How much time can workers take?

Workers can receive up to 12 weeks of leave per benefit year. 

What family members can workers use leave to care for?

For the purposes of Maine’s law, a family member will include a worker’s spouse or domestic partner, child, parent, parent-in-law, sibling, grandchild, or grandparent. The definition of family will also include a person designated by the worker “with whom the covered individual has a significant personal bond that is or is like a family relationship, regardless of biological or legal relationship.” This additional coverage ensures that workers can care for a chosen family member.

Will workers’ jobs be protected while they take leave?

As long as they have been employed by their employer for at least 120 days prior to their leave, employees will have the right to get their job, or an equivalent job, back following covered leave, regardless of the size of their employer or how many hours they work per week. Employees who receive health insurance through their employer will be entitled to keep their coverage while on leave. Employers are prohibited from interfering with employees’ rights or retaliating against employees for using those rights.

How much money will workers receive when they take leave?

Wage replacement rates—the percentage of their own income that workers receive while on leave—will be progressive. This means lower-income workers receive a higher percentage of their own income, with a sliding scale of lower percentages as workers earn more. Progressive wage replacement balances the need for lower-income workers to receive as high as possible a percentage of their own income while on leave with the need to keep program costs, which are ultimately borne at least in part by workers, affordable.

Workers will receive:

  • 90 percent of the portion of their weekly wages that is less than or equal to 50 percent of the state average weekly wage, plus:
  • 66 percent of the portion of their weekly wages that is more than 50 percent of the state average weekly wage.

Benefits will be capped at 100 percent of the state average weekly wage. For 2023, 50 percent of the state average weekly wage would equal $551.86 per week, and 100 percent would be $1,103.71 per week.

How will the state pay for the program?

The program will be funded with payroll contributions split evenly between employers and employees. While the initial contribution rate has not yet been set, it will be capped at a maximum of 1 percent of wages in total, meaning that employers and employees will each pay no more than 0.5 percent of wages. Contributions will be assessed on income up to the maximum income subject to contributions for Social Security. Employers with fewer than 15 employees will not pay the employer share of the contribution, which the fund will absorb; employees at small employers will pay the same amount as those at larger employers.

How will workers access benefits?

Like other state paid leave programs, Maine’s new law will create an insurance system. This means that, typically, when workers need benefits, they will apply to the state, which will process their claim and pay benefits out of the state insurance fund. Employers will not need to pay employees while they are on leave.

Employers can request special permission to provide benefits through a private plan. With an approved private plan, workers would be entitled to benefits like those under the state plan but would apply for and receive benefits from the private plan, such as a commercial insurance policy, rather than through the state. Private plans will be subject to strict rules and oversight.

Conclusion

Maine’s new paid leave law will offer critically needed protections to workers across the state, including nearly all of the state’s half a million private sector employees. This victory belongs to the Maine Paid Leave Coalition and its members who lead the fight; the current and former elected officials who championed this cause over the years; and to the Mainers and their families, who will benefit for years to come.

DATA EXTRACT:
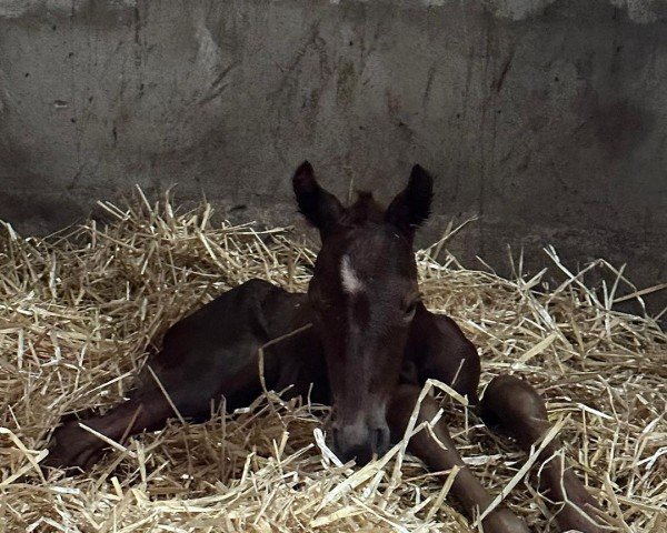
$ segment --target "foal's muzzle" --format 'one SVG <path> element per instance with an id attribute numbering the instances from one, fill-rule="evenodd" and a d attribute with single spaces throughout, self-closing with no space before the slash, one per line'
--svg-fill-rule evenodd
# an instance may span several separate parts
<path id="1" fill-rule="evenodd" d="M 386 422 L 355 424 L 334 423 L 334 451 L 342 462 L 355 460 L 358 466 L 367 464 L 375 455 L 389 450 L 389 426 Z"/>

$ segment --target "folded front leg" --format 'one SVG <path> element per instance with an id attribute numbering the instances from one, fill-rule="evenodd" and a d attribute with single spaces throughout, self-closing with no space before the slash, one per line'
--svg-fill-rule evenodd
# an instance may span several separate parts
<path id="1" fill-rule="evenodd" d="M 530 452 L 551 428 L 547 410 L 535 389 L 511 375 L 501 375 L 487 386 L 481 400 L 481 416 L 487 425 L 511 436 Z M 603 533 L 597 523 L 599 506 L 571 469 L 565 464 L 561 444 L 554 439 L 540 453 L 540 490 L 552 502 L 561 531 Z"/>
<path id="2" fill-rule="evenodd" d="M 395 441 L 404 436 L 410 415 L 419 398 L 419 392 L 420 389 L 418 386 L 404 384 L 399 385 L 394 393 L 387 420 Z M 438 410 L 439 406 L 434 399 L 429 396 L 425 398 L 419 410 L 417 425 L 421 422 L 432 420 L 437 415 Z M 451 493 L 462 504 L 468 516 L 472 519 L 490 505 L 492 497 L 477 481 L 456 451 L 445 422 L 441 420 L 438 421 L 434 425 L 432 431 L 437 440 L 424 429 L 410 439 L 408 450 L 424 461 L 432 471 L 449 470 L 452 466 L 460 467 L 451 486 Z M 482 520 L 482 526 L 485 533 L 527 533 L 530 531 L 524 521 L 505 507 L 498 507 L 489 513 Z"/>

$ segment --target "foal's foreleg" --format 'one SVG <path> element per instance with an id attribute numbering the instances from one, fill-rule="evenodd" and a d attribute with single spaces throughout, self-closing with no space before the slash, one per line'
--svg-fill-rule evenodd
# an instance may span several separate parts
<path id="1" fill-rule="evenodd" d="M 394 440 L 400 440 L 404 436 L 419 393 L 418 386 L 402 384 L 398 386 L 391 398 L 387 420 Z M 425 398 L 419 410 L 417 425 L 432 420 L 438 410 L 439 406 L 435 400 L 429 396 Z M 445 422 L 438 421 L 432 426 L 432 433 L 436 439 L 428 430 L 422 429 L 410 439 L 408 450 L 421 459 L 432 471 L 458 466 L 460 470 L 451 486 L 452 494 L 464 505 L 468 516 L 474 517 L 476 513 L 484 512 L 491 503 L 492 497 L 461 460 Z M 501 507 L 489 513 L 482 520 L 482 525 L 486 533 L 527 533 L 530 531 L 520 519 L 509 510 Z"/>
<path id="2" fill-rule="evenodd" d="M 43 464 L 87 470 L 100 459 L 103 450 L 109 447 L 109 442 L 96 433 L 120 443 L 126 436 L 162 426 L 172 415 L 173 410 L 166 396 L 159 391 L 151 391 L 142 398 L 117 405 L 101 416 L 70 420 L 53 433 L 49 443 L 49 455 Z"/>
<path id="3" fill-rule="evenodd" d="M 511 375 L 498 376 L 489 383 L 481 400 L 481 416 L 489 426 L 515 439 L 527 452 L 551 428 L 535 389 Z M 601 533 L 604 530 L 594 519 L 599 514 L 596 513 L 599 506 L 573 470 L 564 464 L 560 449 L 560 442 L 554 439 L 538 460 L 542 466 L 540 489 L 555 504 L 556 521 L 563 531 Z"/>

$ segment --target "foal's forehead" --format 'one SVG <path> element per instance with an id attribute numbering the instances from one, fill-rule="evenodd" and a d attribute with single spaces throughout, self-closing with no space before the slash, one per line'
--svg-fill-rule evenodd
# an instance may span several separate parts
<path id="1" fill-rule="evenodd" d="M 338 278 L 348 293 L 375 281 L 402 284 L 414 278 L 411 247 L 391 229 L 357 228 L 337 235 L 322 249 L 320 259 L 322 274 Z"/>

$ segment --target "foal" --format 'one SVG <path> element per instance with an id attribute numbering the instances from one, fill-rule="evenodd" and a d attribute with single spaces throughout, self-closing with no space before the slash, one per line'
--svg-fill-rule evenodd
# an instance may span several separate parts
<path id="1" fill-rule="evenodd" d="M 387 210 L 368 193 L 344 208 L 317 183 L 308 162 L 297 169 L 292 184 L 299 210 L 322 241 L 308 294 L 262 280 L 226 292 L 167 332 L 128 401 L 82 423 L 120 440 L 162 428 L 173 406 L 203 419 L 210 402 L 221 398 L 230 409 L 246 405 L 261 392 L 259 349 L 293 333 L 267 346 L 266 385 L 293 385 L 292 393 L 301 395 L 311 390 L 315 401 L 331 404 L 334 447 L 344 461 L 365 464 L 400 440 L 429 378 L 467 395 L 487 424 L 525 451 L 538 444 L 550 425 L 536 391 L 517 378 L 499 376 L 480 402 L 477 350 L 451 319 L 432 314 L 419 300 L 412 239 L 429 215 L 431 177 L 415 165 Z M 438 410 L 427 396 L 418 423 L 432 420 Z M 560 447 L 555 439 L 541 452 L 541 490 L 563 531 L 599 533 L 597 504 L 564 464 Z M 54 432 L 47 464 L 86 469 L 103 449 L 102 440 L 70 421 Z M 451 492 L 469 516 L 490 505 L 491 496 L 457 453 L 444 421 L 432 433 L 414 435 L 409 450 L 432 470 L 460 467 Z M 481 523 L 487 533 L 529 531 L 501 506 Z"/>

EXERCISE INSTRUCTIONS:
1/ In the Maine paid leave text, translate this sentence into Spanish: "Workers can receive up to 12 weeks of leave per benefit year."
2/ Rewrite the passage of the Maine paid leave text starting with "What family members" and going on through "chosen family member.", with "domestic partner" replaced by "civil union partner".

SOLUTION LIST:
1/ Los trabajadores pueden recibir hasta 12 semanas de licencia por año de beneficios.

2/
What family members can workers use leave to care for?

For the purposes of Maine’s law, a family member will include a worker’s spouse or civil union partner, child, parent, parent-in-law, sibling, grandchild, or grandparent. The definition of family will also include a person designated by the worker “with whom the covered individual has a significant personal bond that is or is like a family relationship, regardless of biological or legal relationship.” This additional coverage ensures that workers can care for a chosen family member.